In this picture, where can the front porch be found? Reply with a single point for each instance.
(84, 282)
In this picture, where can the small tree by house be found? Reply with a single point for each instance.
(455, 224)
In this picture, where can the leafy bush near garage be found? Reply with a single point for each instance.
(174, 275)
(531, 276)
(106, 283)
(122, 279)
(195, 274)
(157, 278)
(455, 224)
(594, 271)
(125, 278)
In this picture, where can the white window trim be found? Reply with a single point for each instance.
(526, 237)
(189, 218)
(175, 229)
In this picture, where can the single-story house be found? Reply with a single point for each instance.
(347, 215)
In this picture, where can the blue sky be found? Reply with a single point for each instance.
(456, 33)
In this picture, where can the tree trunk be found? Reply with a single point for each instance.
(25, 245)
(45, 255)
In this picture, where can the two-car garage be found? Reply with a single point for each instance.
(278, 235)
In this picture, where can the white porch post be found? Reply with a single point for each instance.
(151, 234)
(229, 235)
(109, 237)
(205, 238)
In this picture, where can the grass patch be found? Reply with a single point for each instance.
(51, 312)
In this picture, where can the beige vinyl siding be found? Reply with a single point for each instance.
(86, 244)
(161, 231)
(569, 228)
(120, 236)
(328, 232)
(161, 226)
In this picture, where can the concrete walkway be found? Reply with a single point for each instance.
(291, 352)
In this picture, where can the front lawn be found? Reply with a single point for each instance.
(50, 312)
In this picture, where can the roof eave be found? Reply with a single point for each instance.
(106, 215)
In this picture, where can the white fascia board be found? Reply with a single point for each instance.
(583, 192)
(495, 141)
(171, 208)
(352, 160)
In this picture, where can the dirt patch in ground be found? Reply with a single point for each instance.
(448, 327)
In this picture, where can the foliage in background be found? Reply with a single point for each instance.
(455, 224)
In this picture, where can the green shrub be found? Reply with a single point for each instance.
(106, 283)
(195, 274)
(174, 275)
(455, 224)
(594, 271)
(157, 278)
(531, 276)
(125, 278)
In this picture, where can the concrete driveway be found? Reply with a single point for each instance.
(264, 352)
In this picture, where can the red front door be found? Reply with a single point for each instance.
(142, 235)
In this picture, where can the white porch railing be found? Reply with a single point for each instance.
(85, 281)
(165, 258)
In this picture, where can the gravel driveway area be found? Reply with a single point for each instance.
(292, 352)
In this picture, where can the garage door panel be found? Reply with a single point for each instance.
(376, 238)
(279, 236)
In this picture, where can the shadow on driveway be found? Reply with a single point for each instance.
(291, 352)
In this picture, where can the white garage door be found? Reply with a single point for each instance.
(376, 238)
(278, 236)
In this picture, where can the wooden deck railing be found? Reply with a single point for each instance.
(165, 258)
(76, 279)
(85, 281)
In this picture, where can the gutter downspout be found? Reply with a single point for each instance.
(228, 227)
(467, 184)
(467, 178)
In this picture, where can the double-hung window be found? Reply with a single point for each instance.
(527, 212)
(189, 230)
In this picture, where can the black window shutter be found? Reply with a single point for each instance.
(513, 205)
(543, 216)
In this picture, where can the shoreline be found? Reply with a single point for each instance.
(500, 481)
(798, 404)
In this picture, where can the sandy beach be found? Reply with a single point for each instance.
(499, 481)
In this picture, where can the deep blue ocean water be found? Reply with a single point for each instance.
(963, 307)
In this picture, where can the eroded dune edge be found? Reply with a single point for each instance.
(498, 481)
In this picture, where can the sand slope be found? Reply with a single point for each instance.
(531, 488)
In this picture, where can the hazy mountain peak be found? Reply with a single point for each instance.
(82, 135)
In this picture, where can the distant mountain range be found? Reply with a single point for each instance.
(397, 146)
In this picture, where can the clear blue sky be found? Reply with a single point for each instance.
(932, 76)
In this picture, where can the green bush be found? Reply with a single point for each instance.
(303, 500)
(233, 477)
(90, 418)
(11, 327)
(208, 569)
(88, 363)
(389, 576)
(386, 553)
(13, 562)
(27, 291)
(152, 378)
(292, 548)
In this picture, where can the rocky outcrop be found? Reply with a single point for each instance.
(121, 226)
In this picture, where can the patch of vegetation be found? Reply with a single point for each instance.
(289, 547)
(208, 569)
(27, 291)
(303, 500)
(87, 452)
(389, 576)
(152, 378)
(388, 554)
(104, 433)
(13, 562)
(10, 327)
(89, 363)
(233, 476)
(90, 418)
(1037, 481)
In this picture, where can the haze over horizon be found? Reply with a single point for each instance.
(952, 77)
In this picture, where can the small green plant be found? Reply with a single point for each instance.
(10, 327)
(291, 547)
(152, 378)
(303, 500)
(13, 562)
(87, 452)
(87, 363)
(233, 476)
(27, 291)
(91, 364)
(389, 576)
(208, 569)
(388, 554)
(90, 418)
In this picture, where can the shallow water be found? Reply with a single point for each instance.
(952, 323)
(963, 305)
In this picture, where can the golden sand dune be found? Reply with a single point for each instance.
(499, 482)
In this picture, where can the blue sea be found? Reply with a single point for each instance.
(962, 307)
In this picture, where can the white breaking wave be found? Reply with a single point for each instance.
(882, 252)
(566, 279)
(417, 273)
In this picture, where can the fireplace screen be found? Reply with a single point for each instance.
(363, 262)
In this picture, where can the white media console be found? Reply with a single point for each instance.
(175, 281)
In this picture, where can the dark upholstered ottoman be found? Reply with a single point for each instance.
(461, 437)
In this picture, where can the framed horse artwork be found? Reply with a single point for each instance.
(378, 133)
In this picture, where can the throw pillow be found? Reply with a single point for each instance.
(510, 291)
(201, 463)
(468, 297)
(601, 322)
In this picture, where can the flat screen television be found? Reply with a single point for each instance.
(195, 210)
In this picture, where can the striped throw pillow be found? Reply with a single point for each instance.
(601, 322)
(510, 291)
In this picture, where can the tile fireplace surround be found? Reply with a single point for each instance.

Exercise: Please quote the records above exactly, without skipping a line.

Problem solution:
In this picture, where can the front porch be found? Reply with a single point for each instance.
(84, 282)
In this picture, where can the small tree by house be found? Reply with a single point for each instance.
(455, 224)
In this picture, where can the leafy bush near garage be found? Reply with a single point for each instance.
(174, 275)
(531, 276)
(106, 283)
(122, 279)
(195, 274)
(157, 278)
(455, 224)
(594, 271)
(125, 278)
In this picture, where can the white window trim be found? Reply with a single point for each instance.
(526, 237)
(189, 218)
(175, 229)
In this picture, where can the single-story house be found? Reply with a single point for each instance.
(347, 215)
In this picture, where can the blue sky be found? Reply with a single point for each instance.
(456, 33)
In this picture, where can the tree trunk be found? Reply with a single point for each instance.
(25, 245)
(45, 255)
In this picture, where can the two-car garage be found? Reply with a single point for each instance.
(278, 235)
In this picture, where can the white porch post be found? Reply with a single point for each instance.
(151, 234)
(229, 235)
(109, 237)
(205, 238)
In this picture, where can the grass patch be found? Reply with a single point for each instance.
(51, 312)
In this picture, where can the beige vinyl siding be found? Reply with a single point for each instance.
(86, 244)
(161, 231)
(569, 228)
(120, 236)
(328, 232)
(161, 226)
In this picture, where can the concrete walkway be found? Reply with a single point for each instance.
(291, 352)
In this picture, where can the front lawn be found? Reply with a single point for each instance.
(50, 312)
In this picture, where can the roof eave be found? Reply with a single point for each instance.
(106, 215)
In this picture, where can the white fascia board be found? Reply with a single point for each instance.
(583, 192)
(495, 141)
(171, 208)
(352, 160)
In this picture, where can the dirt patch in ground be found? Reply with a single point for each instance.
(448, 327)
In this picture, where can the foliage in background be found? Reply with a single point for each instance.
(455, 224)
In this picture, where can the green shrub be found? Reply with a single point for each instance.
(106, 283)
(195, 274)
(174, 275)
(455, 224)
(594, 271)
(157, 278)
(531, 276)
(125, 278)
In this picture, where can the concrete driveway be found? Reply with a single point for each instance.
(264, 352)
In this picture, where can the red front door be found? Reply with a single point for each instance.
(142, 235)
In this picture, where can the white porch railing be found? Reply with a single point for each instance.
(85, 281)
(165, 258)
In this picture, where can the gravel driveway area be found? Reply with a single point for each instance.
(292, 352)
In this picture, where can the garage door panel be found? Reply with a single point for each instance.
(376, 238)
(279, 236)
In this picture, where can the shadow on driveway be found? Reply with a single point for each instance.
(291, 352)
In this picture, where can the white garage door be found? Reply with a single point for each instance.
(376, 238)
(278, 236)
In this picture, where can the wooden deck railing be found? Reply with a single point for each instance.
(165, 258)
(76, 279)
(85, 281)
In this picture, where can the gutter downspout be found? Reply with a single point for each instance.
(228, 227)
(467, 184)
(467, 178)
In this picture, where can the double-hung window be found? Reply with a single point for each instance.
(527, 212)
(189, 230)
In this picture, where can the black window shutter be found? Reply with a single point for each instance.
(513, 205)
(543, 216)
In this picture, where can the shoreline be found? Reply with a single point for each instance.
(500, 481)
(798, 404)
In this picture, where can the sandy beach be found? Reply with a single point for each instance.
(499, 481)
In this picture, where can the deep blue ocean water be found? Reply with a single point for each instance.
(963, 307)
In this picture, where can the eroded dune edge be found? Reply with a single point for each instance.
(498, 481)
In this picture, where can the sand slope be found? Reply with a single point for each instance.
(531, 488)
In this picture, where can the hazy mountain peak be found? Reply with a single point for each instance.
(82, 135)
In this picture, where can the distant mountain range be found? Reply with a single point for each instance.
(397, 146)
In this picture, where can the clear blue sky be found? Reply with a single point for each instance.
(932, 76)
In this picture, where can the green bush be found? Reply with a single point for each instance.
(303, 500)
(233, 477)
(90, 418)
(11, 327)
(208, 569)
(88, 363)
(389, 576)
(386, 553)
(13, 562)
(27, 291)
(152, 378)
(292, 548)
In this picture, where can the rocky outcrop be found? Reply with a single point for each instance.
(121, 226)
In this picture, where can the patch of vegetation be found? Reply with a single point for each instance.
(289, 547)
(208, 569)
(27, 291)
(303, 500)
(87, 452)
(389, 576)
(152, 378)
(388, 554)
(104, 433)
(13, 562)
(10, 327)
(89, 363)
(233, 476)
(90, 418)
(1037, 481)
In this picture, where can the haze over horizon be found? Reply with a single point for each instance.
(952, 77)
In this picture, where can the small green plant be found? Reply with a single point for each instance.
(10, 327)
(291, 547)
(152, 378)
(303, 500)
(13, 562)
(87, 452)
(87, 363)
(233, 476)
(27, 291)
(91, 364)
(389, 576)
(208, 569)
(388, 554)
(90, 418)
In this picture, where can the shallow water be found? Reply with a single point for each instance.
(952, 323)
(963, 305)
In this picture, where can the golden sand dune be found? Reply with a single point for each instance.
(499, 482)
In this picture, where can the blue sea be found? Reply with a single point for each instance.
(962, 307)
In this picture, where can the white breaking wave be found? Reply with a single point for each instance.
(882, 252)
(566, 279)
(417, 273)
In this picture, where can the fireplace screen be found? Reply with a single point for each instance.
(363, 262)
In this picture, where can the white media console be found? Reply with a single point for each instance.
(175, 281)
In this picture, where can the dark upholstered ottoman be found? Reply with a single point for each instance.
(461, 437)
In this picture, where can the framed horse artwork be found? Reply with a single point for each instance.
(378, 133)
In this picture, where can the throw pillow be found? Reply with a single point for each instance.
(510, 291)
(201, 463)
(468, 297)
(601, 322)
In this picture, where can the flat screen television be found? Reply with a single point for each instance.
(195, 210)
In this picture, where can the striped throw pillow be found? Reply with a single point for each instance.
(601, 322)
(510, 291)
In this picture, where can the tile fireplace surround be found? Reply with a single point for each instance.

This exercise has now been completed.